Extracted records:
- - -

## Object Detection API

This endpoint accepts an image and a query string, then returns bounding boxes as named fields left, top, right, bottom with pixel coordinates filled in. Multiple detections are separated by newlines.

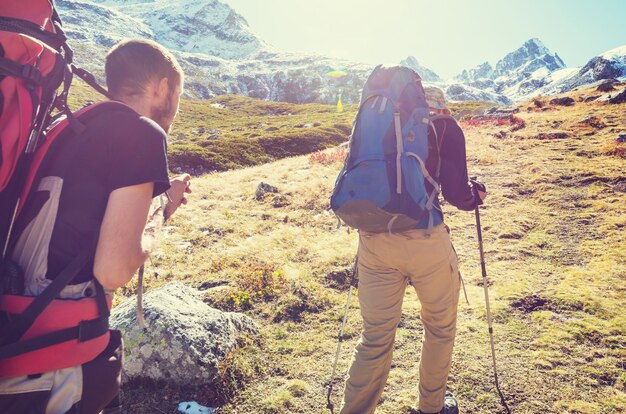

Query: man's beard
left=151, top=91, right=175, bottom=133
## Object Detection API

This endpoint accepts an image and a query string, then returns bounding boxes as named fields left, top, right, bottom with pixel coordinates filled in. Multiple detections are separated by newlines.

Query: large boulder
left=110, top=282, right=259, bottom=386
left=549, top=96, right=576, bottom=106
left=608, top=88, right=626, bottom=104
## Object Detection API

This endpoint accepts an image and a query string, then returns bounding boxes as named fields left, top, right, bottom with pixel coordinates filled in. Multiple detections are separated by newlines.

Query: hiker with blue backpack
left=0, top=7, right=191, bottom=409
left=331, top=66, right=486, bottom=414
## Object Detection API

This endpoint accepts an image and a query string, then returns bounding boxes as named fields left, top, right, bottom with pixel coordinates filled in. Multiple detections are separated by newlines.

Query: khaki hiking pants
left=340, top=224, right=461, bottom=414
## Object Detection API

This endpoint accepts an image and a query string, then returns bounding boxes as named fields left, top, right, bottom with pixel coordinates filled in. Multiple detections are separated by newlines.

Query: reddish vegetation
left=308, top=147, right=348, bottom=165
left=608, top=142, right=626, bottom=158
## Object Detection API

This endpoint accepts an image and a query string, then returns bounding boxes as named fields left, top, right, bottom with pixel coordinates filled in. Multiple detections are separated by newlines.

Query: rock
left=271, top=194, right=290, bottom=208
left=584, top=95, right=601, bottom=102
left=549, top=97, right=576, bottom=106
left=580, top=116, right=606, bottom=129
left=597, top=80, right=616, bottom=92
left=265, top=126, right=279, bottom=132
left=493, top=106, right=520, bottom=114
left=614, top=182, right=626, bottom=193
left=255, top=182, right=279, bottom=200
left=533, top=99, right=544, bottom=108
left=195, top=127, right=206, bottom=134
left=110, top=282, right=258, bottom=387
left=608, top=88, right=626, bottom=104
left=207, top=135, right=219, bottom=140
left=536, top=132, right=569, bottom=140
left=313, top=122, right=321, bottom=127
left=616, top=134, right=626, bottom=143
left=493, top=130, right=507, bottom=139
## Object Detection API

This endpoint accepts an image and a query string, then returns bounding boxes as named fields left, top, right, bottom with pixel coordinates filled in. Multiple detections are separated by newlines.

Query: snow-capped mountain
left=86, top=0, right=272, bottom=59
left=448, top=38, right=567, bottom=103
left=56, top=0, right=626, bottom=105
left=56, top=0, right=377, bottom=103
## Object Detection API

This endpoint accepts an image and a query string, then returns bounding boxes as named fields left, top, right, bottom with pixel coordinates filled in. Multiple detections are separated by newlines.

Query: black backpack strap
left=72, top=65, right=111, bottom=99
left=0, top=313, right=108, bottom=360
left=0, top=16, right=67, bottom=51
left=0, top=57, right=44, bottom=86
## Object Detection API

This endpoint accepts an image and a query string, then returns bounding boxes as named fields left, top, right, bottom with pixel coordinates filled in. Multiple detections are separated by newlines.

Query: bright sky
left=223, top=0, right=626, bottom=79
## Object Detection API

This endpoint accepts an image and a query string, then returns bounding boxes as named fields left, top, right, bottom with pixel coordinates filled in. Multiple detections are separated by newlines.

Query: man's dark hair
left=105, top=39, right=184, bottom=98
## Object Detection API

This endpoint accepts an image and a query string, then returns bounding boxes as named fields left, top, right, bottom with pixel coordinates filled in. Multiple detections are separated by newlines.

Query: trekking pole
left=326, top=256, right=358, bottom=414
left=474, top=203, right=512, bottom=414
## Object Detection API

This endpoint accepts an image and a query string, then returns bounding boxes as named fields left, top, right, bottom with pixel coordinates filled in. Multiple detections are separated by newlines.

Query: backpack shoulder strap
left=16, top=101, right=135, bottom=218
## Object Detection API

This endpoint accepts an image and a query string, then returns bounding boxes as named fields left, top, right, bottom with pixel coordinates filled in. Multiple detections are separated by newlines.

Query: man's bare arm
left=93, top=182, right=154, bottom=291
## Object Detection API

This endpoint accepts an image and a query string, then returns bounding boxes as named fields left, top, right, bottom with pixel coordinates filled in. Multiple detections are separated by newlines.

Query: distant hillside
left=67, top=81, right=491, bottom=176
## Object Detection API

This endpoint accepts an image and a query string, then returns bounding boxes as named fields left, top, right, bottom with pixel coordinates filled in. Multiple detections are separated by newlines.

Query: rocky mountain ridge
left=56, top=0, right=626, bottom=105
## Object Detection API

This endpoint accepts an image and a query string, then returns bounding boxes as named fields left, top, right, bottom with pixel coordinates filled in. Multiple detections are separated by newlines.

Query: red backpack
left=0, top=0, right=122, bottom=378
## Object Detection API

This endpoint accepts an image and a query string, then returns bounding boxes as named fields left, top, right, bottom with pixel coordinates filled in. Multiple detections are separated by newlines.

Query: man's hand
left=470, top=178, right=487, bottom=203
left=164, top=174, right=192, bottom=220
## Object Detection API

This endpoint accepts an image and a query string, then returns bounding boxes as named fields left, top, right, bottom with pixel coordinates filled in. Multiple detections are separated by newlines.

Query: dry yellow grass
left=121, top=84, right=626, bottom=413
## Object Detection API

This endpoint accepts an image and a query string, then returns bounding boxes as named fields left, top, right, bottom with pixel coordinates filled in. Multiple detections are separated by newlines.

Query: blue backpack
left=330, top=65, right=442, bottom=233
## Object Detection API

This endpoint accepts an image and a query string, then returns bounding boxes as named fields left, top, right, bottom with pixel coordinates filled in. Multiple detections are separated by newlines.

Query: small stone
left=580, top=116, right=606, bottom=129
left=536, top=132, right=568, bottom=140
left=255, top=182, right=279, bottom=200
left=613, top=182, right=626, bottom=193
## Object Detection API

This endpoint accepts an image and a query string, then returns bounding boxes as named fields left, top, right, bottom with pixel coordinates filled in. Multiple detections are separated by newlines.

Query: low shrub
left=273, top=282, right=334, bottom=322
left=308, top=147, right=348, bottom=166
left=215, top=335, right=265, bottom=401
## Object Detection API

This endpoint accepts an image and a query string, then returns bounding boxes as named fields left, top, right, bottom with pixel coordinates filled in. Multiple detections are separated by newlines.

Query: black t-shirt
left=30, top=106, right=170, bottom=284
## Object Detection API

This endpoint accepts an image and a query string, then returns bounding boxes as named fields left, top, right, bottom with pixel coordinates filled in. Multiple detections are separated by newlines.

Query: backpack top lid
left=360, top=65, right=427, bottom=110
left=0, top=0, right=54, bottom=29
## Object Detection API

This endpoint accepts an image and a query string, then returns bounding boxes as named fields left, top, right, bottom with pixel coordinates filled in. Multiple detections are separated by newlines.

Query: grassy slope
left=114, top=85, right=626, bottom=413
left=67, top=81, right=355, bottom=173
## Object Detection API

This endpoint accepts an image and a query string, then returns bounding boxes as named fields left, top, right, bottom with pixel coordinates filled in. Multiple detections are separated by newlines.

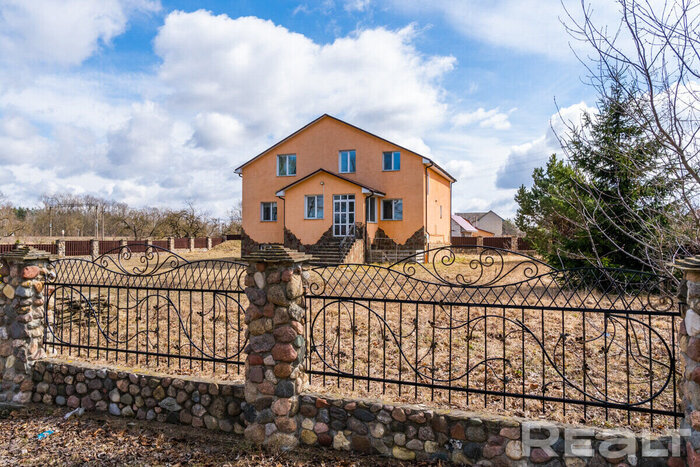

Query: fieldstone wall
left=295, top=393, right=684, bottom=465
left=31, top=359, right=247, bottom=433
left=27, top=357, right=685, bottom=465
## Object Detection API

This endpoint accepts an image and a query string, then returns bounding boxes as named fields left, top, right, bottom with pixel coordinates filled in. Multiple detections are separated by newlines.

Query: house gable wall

- - -

What to do:
Images are to be left out when the records above are written out again exactly.

Output for this task:
## Object Detection API

This endpoint accepts an image and a query string, then returns bounding boxes as named fields left, top, right, bottom with pixel coordinates filled in. Multiple detections are separated by newlines.


Query: man's beard
left=151, top=91, right=175, bottom=133
## Object Detection API

This endpoint accepts an image and a query string, then returns bounding boxes as named fields left, top, right, bottom with pixel coordinates filled in. Multiple detections are separated by newlines.

Query: large boulder
left=110, top=282, right=259, bottom=386
left=549, top=96, right=576, bottom=106
left=608, top=88, right=626, bottom=104
## Object Detection API

This endpoint accepts an image and a query string, then returns bounding boxes as named fields left, top, right, bottom with pixel coordinates filled in. Multiple detections are separated by newlines.

Query: hiker with blue backpack
left=0, top=7, right=191, bottom=409
left=331, top=66, right=486, bottom=414
## Object Detection API

This endpoint accepts an image and a query string, then returns bounding boxes as named fields left, top, right, bottom with pixel coordinates filled in. Multiple detections are separated by newlines.

Query: khaki hiking pants
left=340, top=224, right=461, bottom=414
## Object Detection API

This endpoint accepts an image and a query string, then returns bounding boxes as named fields left, top, right, bottom with pixel coordinates filled in. Multiple detections are separated by newlines.

Query: reddish vegetation
left=308, top=147, right=348, bottom=165
left=608, top=142, right=626, bottom=158
## Object Detection API

This endpoint accepts an image and a query string, then returns bounding boxes as named fields left, top, right, bottom with pixel coordinates filled in. Multiple detections are separated by newlines.

Query: rock
left=271, top=194, right=290, bottom=208
left=584, top=95, right=601, bottom=102
left=549, top=97, right=576, bottom=106
left=580, top=116, right=606, bottom=129
left=597, top=80, right=616, bottom=92
left=265, top=126, right=279, bottom=132
left=493, top=106, right=520, bottom=114
left=614, top=182, right=626, bottom=193
left=255, top=182, right=279, bottom=200
left=533, top=99, right=544, bottom=108
left=195, top=127, right=206, bottom=134
left=110, top=282, right=258, bottom=387
left=608, top=88, right=626, bottom=104
left=207, top=135, right=219, bottom=140
left=536, top=132, right=569, bottom=140
left=313, top=122, right=321, bottom=127
left=616, top=134, right=626, bottom=143
left=493, top=130, right=507, bottom=139
## Object Detection API

This endpoint accepts an image and a query string, then returns bounding boxes as named fields left, top, right, bottom with pixel coordinates filled in. Multiple detections are separated by newlines.

Query: snow-capped mountain
left=86, top=0, right=272, bottom=59
left=448, top=38, right=567, bottom=103
left=56, top=0, right=626, bottom=105
left=56, top=0, right=377, bottom=103
## Object Detection API

This endpoint accepts an image and a query string, then returns bounding boxes as named fields left, top, right, bottom with pixel coordinates filled in. Multiple detections are separated by newlines.

Query: black backpack strap
left=72, top=65, right=111, bottom=99
left=0, top=313, right=108, bottom=360
left=0, top=16, right=67, bottom=51
left=0, top=57, right=44, bottom=86
## Object Detection API

This endpoint accepts an image and a query string, then returns bounding boxes as named fields left, top, right, bottom with pixel coordinates filled in. Multiple detections are separated by newlines.

Query: bright sky
left=223, top=0, right=626, bottom=79
## Object Detection API

This endpoint accepts an image and a query string, then returns bounding boxes as named fields left, top, right, bottom with pixel coordinates filled in. Multiple detections are separated by newlines.

Query: man's dark hair
left=105, top=39, right=184, bottom=98
## Object Detection API

This endpoint accepts an image and a query string, then returns bounding boxes as named fields left, top, right, bottom with pixel coordinates filled in. Multiple detections are separated by newlines.

Query: trekking pole
left=326, top=256, right=358, bottom=414
left=474, top=203, right=512, bottom=414
## Object Detection API

This endpoint accepts an image and a query string, then returns bounding boxes as named fields left, top, right, bottom with pixel coordinates filled in. Multiple detections are separated by newlines.

Query: backpack shoulder strap
left=16, top=101, right=135, bottom=218
## Object Detection API

This endpoint accepts an image and a query string, then returns bounding boxes as named fields left, top, right, bottom with pixel coordinates filled in. Multiple detections are separated by newlines.

Query: man's bare arm
left=93, top=182, right=154, bottom=291
## Object Detection API

This endpoint accepts an image and a query string, then returns bounding boxes as named fields left, top, right, bottom with pixel coordinates filled in. Multiple detections are separated by newlines.

Query: distant hillside
left=67, top=81, right=491, bottom=176
## Object Detection API

This endpoint accepts an image and a query string, then returns bounding boxes as named fields left, top, right, bottom with pixel coordinates filled in. Multiple detections are separated by newlines.

Query: rocky mountain ridge
left=56, top=0, right=626, bottom=105
## Object Detection API

This endpoint accepts an image and a query string, then returns bounding boxes as named fields left, top, right, bottom with pixel coordinates filled in. Multiple detections are separated by newlines.

Query: red backpack
left=0, top=0, right=122, bottom=378
## Object Detection API

This endpoint accepts an image and a query string, then returns bounding boxes as named fields left, top, right, bottom with pixel coordinates filled in. Multiple detections are separated by newlines.

Query: man's hand
left=470, top=178, right=487, bottom=203
left=164, top=174, right=192, bottom=220
## Object Detection API

This endpoint accepts an image and a query string, then returns bounding boxes as named fields left, top, right, bottom with pixel coordinates filled in. Multiple detections are separated by newlines.

Query: dry yellow grass
left=121, top=84, right=626, bottom=413
## Object Detection API

This endpoint accepts an image and a query string, then returns bounding boxes as named fields left, top, right, bottom with pixel coordinates filled in. Multiple detections are separated by newlines.

Query: blue backpack
left=330, top=65, right=442, bottom=233
## Object Detection API

This endpoint accepts an image and a query string, then returns bounding boxes as named fields left, top, right, bottom with pixel coordinates filled in. Multiple detections are separated by newlines.

Query: small stone
left=580, top=116, right=606, bottom=129
left=536, top=132, right=568, bottom=140
left=255, top=182, right=279, bottom=200
left=613, top=182, right=626, bottom=193
## Object Detection API

This endpoint accepts an image and a query string, then returns bounding boxes as named fields left, top, right, bottom with pixel coordinates filled in. Multiple detections are separated by newlines.

Query: low shrub
left=273, top=282, right=334, bottom=322
left=308, top=147, right=348, bottom=166
left=215, top=335, right=265, bottom=401
## Object Detection API

This endpoint accepts an image and a query string, then returns bounding boxes as named fields left, top, right, bottom with pixel coordinates filled in. Multiple detections are separated by newlines.

Query: black t-shirt
left=30, top=106, right=170, bottom=284
## Object Detection API

This endpoint accepts an image and a query string, then returns bounding boxes as named fields left, top, right, bottom with pixel coordinates filled in. Multiple detections are separated by newlines.

Query: backpack top lid
left=360, top=65, right=427, bottom=110
left=0, top=0, right=54, bottom=29
## Object Detection API

This endpoint accepts an image and a query string, then returns bounding boxes as named fields left, top, right, bottom with pixel coordinates filled in. Multiple detections are separated by newlines.

Query: grassy slope
left=114, top=85, right=626, bottom=413
left=67, top=81, right=355, bottom=173
## Object Detection API

This endpoint accepts an image and a query string, then returns bounding boxes as named fields left, top, right, bottom with pixel coordinates filled in. Multiple detections are separated by newlines.


Query: fieldstone wall
left=295, top=393, right=684, bottom=465
left=31, top=359, right=247, bottom=433
left=27, top=357, right=685, bottom=465
## Object Detection API

This endpoint accepts an image and a query string, then returns bounding boxes as named fields left, top, right, bottom with pixel coordinates filled in. Multiple detections are separated by newlines.

Query: house gable wall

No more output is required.